YOUR INSTRUCTIONS: Copy exactly the lines of the data below that run from the line holding "target: flower arrangement" through the line holding "target: pony's front leg", both ends included.

MATERIALS PROVIDED:
********

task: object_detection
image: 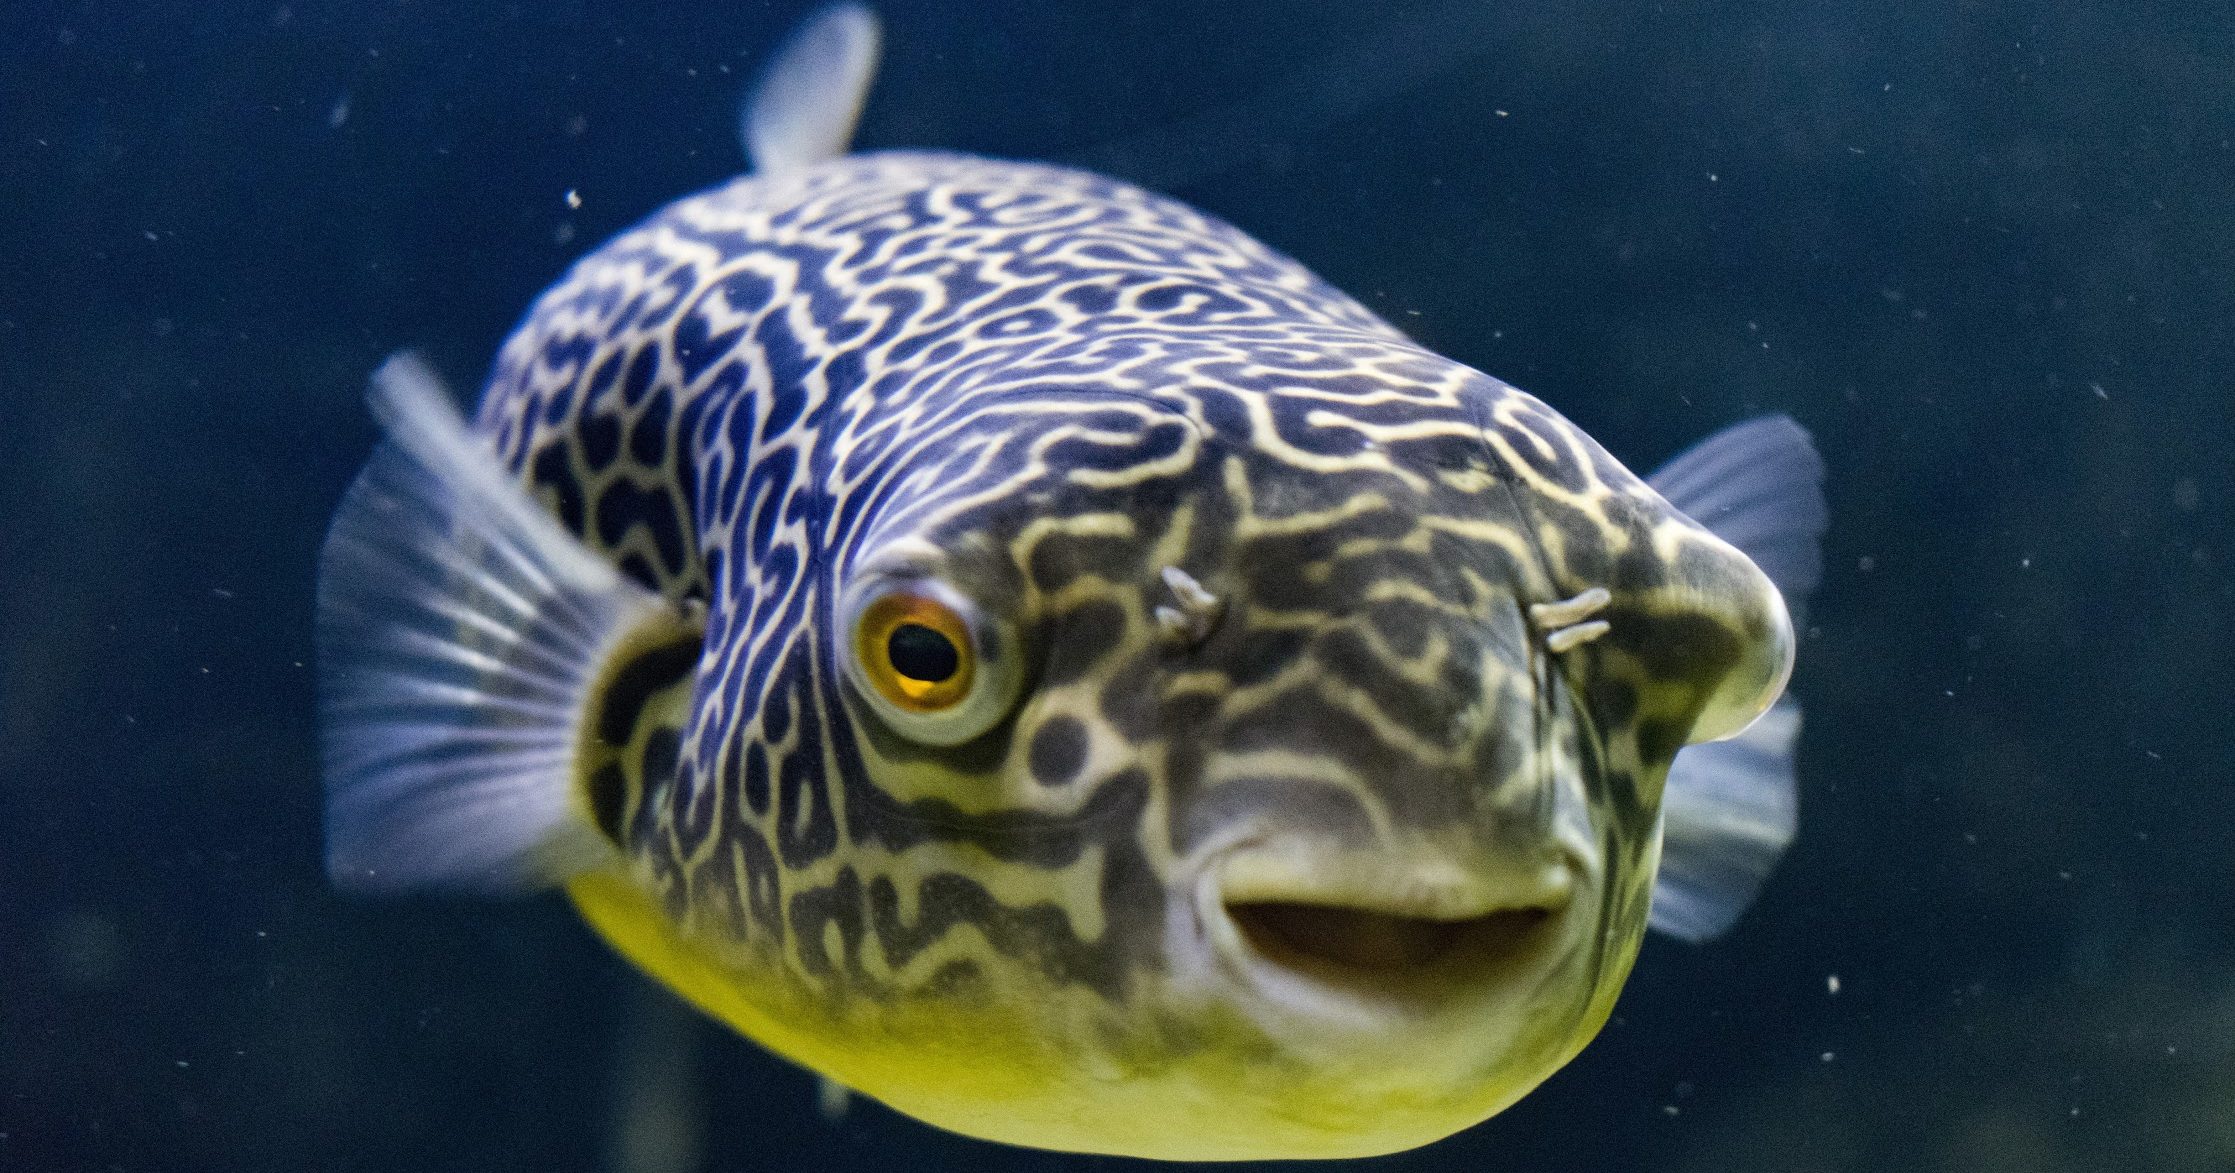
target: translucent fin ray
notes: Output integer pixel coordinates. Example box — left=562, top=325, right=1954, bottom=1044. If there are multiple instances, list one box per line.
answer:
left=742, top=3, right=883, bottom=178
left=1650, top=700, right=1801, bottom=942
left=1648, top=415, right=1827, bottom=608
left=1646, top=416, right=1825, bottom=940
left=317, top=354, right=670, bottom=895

********

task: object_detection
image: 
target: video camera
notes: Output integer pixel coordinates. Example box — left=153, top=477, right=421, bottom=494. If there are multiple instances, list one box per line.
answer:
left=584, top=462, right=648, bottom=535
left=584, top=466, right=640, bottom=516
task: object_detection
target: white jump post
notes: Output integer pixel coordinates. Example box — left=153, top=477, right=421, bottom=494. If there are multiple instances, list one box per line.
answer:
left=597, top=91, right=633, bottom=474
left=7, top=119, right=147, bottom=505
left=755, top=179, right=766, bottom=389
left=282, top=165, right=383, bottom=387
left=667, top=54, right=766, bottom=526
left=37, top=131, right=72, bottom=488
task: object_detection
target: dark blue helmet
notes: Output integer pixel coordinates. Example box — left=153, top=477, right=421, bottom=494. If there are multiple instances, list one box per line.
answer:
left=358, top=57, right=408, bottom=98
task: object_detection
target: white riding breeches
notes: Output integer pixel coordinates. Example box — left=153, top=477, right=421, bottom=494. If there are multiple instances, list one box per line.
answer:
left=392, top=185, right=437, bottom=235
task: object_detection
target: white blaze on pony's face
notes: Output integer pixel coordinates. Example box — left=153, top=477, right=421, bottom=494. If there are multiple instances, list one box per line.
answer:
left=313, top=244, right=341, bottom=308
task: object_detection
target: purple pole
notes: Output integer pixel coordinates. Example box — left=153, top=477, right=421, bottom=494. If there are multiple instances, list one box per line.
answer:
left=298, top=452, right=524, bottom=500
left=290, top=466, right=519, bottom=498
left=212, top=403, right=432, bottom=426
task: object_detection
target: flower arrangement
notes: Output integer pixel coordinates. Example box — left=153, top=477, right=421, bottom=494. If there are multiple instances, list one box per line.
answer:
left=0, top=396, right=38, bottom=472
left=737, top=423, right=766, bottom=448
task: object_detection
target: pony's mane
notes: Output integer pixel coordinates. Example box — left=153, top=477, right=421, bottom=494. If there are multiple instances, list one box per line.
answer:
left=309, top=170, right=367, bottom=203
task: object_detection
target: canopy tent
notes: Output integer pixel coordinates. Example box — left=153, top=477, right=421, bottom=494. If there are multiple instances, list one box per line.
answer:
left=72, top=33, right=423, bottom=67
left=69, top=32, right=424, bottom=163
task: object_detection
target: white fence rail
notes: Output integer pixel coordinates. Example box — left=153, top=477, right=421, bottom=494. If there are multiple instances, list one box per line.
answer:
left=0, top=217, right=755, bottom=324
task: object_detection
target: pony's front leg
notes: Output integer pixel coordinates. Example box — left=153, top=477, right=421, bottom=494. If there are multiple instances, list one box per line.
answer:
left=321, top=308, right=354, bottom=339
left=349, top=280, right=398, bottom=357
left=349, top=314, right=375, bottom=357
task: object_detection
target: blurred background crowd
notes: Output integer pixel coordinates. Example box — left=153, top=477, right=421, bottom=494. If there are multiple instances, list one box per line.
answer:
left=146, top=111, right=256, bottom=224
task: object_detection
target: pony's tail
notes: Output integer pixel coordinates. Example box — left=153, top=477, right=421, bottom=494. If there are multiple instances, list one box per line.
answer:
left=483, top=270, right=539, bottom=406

********

ANSWER AREA:
target: flower arrangement
notes: Output integer pixel coordinates. Example box — left=153, top=477, right=421, bottom=494. If there are multiple instances, list one box per line.
answer:
left=0, top=396, right=38, bottom=472
left=737, top=423, right=766, bottom=448
task: object_detection
target: pony's mane
notes: Output integer pixel coordinates. Example box — left=153, top=477, right=421, bottom=494. If there are multiple instances, list one box per line.
answer:
left=309, top=170, right=367, bottom=203
task: object_detection
target: canopy tent
notes: Output integer pixel coordinates. Example box — left=153, top=477, right=421, bottom=494. If there are multiple instances, list one box per line.
answer:
left=72, top=33, right=423, bottom=67
left=69, top=32, right=424, bottom=163
task: object_detection
target: white fence rail
notes: Output integer pixel coordinates. Example box — left=153, top=477, right=421, bottom=494. If there are multiple instances, list one box per line.
answer:
left=0, top=217, right=755, bottom=324
task: object_detection
target: pony's front leg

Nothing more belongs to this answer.